_To be done_.
Answer from the Junction Gore page below:
(a) Who made the painting, and in what year?
(b) In what year does the painting show the Head of the Rideau Canal Locks?
(c) From what year is the county atlas the writer of the August 25, 2006 message relies on?

Junction Gore -- Gloucester Township
Ottawa, Ontario, Canada

Painting by Ruth McMillan in 1976
Shows the Head of the Rideau Canal Locks in Ottawa, Canada in 1893

August 25, 2006:

I am looking into Junction Gore (the one in Gloucester county that  regrouped 
Billings through Vanier and the Governor General's domain) in Gloucester county. 
I'm basing myself on books about Vanier and the 1881 county Atlas on-line thanks 
to the digital county atlas project. 
I would like to know the nature of this entity. From your Web site, I gather it 
is a concession. If so, could you point out sources where I could find info on 
what exactly is a concession in Ontario (at that time) and to whom it belonged 
if not to the province)?  
Thank you for your time and help!
Lucie Lecomte

Good morning, Ms. Lecomte:
Thanks for your e-mail regarding Junction Gore in Gloucester Township.

_Data extract_.
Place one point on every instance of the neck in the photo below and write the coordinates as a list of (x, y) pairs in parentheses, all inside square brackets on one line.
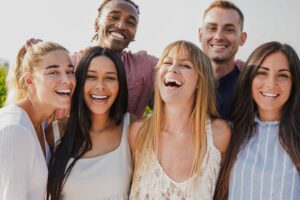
[(178, 119), (222, 69), (100, 122), (36, 112), (269, 116)]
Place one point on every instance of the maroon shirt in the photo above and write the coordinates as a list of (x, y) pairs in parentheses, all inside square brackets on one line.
[(140, 74)]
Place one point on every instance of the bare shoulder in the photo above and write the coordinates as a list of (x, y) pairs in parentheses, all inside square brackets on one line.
[(221, 133)]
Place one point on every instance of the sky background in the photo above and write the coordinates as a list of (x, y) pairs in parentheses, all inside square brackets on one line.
[(70, 23)]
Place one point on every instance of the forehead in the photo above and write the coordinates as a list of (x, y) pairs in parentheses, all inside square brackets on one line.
[(221, 17), (178, 53), (102, 63), (276, 61), (121, 7), (56, 57)]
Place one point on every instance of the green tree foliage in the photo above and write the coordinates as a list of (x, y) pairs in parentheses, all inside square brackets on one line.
[(3, 89)]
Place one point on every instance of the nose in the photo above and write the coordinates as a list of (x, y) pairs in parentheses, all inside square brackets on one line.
[(121, 24), (218, 34), (173, 68), (271, 80), (100, 84)]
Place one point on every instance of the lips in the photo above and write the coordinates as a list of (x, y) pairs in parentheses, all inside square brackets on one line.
[(219, 46), (269, 95), (117, 36), (99, 98), (169, 82), (63, 92)]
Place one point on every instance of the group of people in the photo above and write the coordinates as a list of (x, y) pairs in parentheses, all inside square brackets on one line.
[(219, 128)]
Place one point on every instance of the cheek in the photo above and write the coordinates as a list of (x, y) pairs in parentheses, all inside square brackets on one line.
[(115, 88)]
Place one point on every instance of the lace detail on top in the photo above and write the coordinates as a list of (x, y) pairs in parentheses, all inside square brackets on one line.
[(154, 183)]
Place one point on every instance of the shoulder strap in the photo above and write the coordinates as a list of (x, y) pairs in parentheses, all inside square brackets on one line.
[(209, 132)]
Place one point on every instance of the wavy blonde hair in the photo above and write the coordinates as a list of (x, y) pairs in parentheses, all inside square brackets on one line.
[(27, 59), (204, 106)]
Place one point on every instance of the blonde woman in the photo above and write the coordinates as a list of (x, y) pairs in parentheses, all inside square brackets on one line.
[(42, 81), (177, 151)]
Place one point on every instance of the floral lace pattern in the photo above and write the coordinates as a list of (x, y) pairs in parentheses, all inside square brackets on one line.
[(153, 182)]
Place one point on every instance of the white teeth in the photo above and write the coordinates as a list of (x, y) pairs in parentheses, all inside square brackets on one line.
[(172, 82), (117, 35), (219, 46), (101, 97), (271, 95), (64, 91)]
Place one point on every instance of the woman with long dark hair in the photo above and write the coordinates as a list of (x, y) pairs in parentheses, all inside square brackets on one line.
[(263, 160), (93, 159)]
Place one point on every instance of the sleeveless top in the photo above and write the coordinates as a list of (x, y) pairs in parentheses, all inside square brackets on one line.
[(154, 183), (263, 170), (103, 177)]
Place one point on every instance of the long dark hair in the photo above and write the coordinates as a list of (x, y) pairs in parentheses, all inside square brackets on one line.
[(77, 140), (245, 109)]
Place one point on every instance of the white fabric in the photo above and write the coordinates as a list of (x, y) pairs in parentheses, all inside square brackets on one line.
[(153, 182), (103, 177), (23, 169)]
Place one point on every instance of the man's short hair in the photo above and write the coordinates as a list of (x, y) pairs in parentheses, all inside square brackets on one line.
[(225, 5)]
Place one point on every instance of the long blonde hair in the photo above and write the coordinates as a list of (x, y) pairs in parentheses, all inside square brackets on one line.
[(204, 105), (27, 58)]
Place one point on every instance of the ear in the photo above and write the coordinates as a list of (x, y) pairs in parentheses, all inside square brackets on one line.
[(243, 38), (200, 34), (28, 80), (96, 24)]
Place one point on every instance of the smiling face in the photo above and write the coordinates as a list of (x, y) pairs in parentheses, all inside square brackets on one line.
[(177, 78), (53, 79), (117, 25), (271, 86), (221, 34), (101, 85)]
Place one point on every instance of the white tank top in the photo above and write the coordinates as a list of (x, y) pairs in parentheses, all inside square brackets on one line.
[(154, 183), (103, 177)]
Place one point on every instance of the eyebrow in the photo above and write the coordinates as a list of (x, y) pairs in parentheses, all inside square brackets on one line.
[(57, 66), (280, 70), (119, 12), (93, 71)]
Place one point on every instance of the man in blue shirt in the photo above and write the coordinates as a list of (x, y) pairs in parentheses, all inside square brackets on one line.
[(221, 36)]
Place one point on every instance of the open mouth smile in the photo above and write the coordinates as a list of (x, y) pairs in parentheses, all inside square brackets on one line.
[(63, 92), (172, 83), (269, 95)]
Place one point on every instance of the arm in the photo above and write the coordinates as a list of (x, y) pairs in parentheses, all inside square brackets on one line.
[(221, 133), (17, 155)]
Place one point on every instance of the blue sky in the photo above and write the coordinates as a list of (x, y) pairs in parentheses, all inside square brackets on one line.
[(70, 23)]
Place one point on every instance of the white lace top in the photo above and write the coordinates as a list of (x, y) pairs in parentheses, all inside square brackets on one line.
[(154, 183)]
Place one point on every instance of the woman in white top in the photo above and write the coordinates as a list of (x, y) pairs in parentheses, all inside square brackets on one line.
[(263, 159), (93, 159), (177, 151), (42, 81)]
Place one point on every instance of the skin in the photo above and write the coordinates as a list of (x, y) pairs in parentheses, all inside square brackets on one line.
[(177, 68), (117, 25), (220, 37), (100, 91), (271, 86), (53, 75), (176, 144)]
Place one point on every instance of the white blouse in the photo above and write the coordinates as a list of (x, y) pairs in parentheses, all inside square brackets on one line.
[(102, 177), (23, 168)]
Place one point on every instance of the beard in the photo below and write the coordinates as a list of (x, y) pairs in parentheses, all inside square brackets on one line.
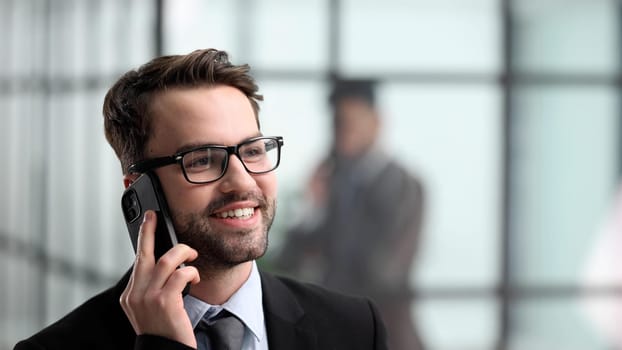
[(219, 250)]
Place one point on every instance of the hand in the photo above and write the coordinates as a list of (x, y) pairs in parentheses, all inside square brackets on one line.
[(153, 299)]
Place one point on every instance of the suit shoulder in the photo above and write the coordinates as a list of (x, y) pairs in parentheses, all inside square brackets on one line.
[(320, 302)]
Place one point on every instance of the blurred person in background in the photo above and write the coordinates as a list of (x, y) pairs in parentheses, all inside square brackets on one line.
[(193, 120), (361, 228)]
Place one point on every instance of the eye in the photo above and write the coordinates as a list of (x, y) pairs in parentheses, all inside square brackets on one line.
[(253, 151), (202, 160)]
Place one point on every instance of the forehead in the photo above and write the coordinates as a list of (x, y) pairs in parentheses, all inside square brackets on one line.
[(203, 115)]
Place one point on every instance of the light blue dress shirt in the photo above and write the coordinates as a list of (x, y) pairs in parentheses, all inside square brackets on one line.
[(246, 304)]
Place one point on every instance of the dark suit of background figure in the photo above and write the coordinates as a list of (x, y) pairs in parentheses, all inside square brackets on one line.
[(362, 230), (297, 316)]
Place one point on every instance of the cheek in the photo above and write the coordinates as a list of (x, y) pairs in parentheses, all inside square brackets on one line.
[(267, 183), (182, 196)]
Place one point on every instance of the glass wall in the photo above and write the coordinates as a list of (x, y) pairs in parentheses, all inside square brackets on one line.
[(62, 236), (507, 110)]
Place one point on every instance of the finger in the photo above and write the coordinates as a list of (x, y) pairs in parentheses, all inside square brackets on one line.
[(169, 262), (179, 279), (145, 259)]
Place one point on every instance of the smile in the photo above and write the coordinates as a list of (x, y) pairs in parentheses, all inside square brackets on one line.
[(239, 213)]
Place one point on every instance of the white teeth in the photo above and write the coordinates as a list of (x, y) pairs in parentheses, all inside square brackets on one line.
[(240, 213)]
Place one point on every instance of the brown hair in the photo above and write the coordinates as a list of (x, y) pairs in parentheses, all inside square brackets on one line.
[(126, 109)]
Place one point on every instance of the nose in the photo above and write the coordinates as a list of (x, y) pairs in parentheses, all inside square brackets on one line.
[(236, 178)]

_Answer for this exercise_.
(a) Ruth McMillan, in 1976.
(b) 1893.
(c) 1881.